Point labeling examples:
+++
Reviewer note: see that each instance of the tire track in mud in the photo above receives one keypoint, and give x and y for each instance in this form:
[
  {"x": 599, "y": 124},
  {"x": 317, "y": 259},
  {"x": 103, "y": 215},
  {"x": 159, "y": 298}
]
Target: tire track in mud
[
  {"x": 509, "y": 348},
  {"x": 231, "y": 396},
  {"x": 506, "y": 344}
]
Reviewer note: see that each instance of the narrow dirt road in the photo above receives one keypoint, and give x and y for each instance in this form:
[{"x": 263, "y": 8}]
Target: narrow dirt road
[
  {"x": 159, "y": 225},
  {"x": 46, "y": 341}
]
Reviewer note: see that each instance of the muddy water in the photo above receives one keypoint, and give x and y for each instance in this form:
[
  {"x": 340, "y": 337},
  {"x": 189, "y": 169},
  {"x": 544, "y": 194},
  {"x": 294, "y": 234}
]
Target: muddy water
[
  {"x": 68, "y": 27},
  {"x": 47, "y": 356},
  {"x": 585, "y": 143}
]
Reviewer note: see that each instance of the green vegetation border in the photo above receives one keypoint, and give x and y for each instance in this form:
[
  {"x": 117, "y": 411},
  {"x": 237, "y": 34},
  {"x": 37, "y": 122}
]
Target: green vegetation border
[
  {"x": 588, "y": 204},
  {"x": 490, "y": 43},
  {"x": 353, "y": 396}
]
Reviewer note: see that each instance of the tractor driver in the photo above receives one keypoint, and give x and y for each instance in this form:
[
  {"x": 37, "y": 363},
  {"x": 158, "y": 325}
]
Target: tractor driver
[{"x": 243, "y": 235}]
+++
● Short exercise
Copy out every entry again, exactly as it was given.

● Solved problem
Reviewer note: see that each instance of the tire track in mud in the photo above receives one keypoint, and give x and y for each instance in this form:
[
  {"x": 599, "y": 124},
  {"x": 317, "y": 259},
  {"x": 103, "y": 215},
  {"x": 159, "y": 298}
]
Target: tire track in mud
[
  {"x": 509, "y": 348},
  {"x": 231, "y": 396},
  {"x": 506, "y": 344}
]
Reviewer note: see that each instance of the narrow dirt road in the photo above receives one keypoint, and give x and y for each instance in this form:
[{"x": 263, "y": 8}]
Target: narrow dirt road
[
  {"x": 159, "y": 225},
  {"x": 46, "y": 341}
]
Reviewer note: see that each instance of the muddy water in the photo above receives one keypoint, and give x and y for each instance in this form:
[
  {"x": 340, "y": 337},
  {"x": 189, "y": 169},
  {"x": 544, "y": 194},
  {"x": 294, "y": 234}
]
Target: muddy water
[
  {"x": 68, "y": 27},
  {"x": 47, "y": 356},
  {"x": 585, "y": 143}
]
Reviewer note: see that each instance of the green vegetation border in the photo above receives one keypoint, and give x and y for each instance in this form:
[
  {"x": 117, "y": 411},
  {"x": 237, "y": 34},
  {"x": 37, "y": 122}
]
Target: green vegetation border
[
  {"x": 588, "y": 204},
  {"x": 490, "y": 43},
  {"x": 353, "y": 396}
]
Reviewer note: see that each instance of the tractor driver in the photo above receives one keypoint, and give x and y for each instance in this form:
[
  {"x": 37, "y": 363},
  {"x": 158, "y": 325}
]
Target: tractor driver
[{"x": 243, "y": 235}]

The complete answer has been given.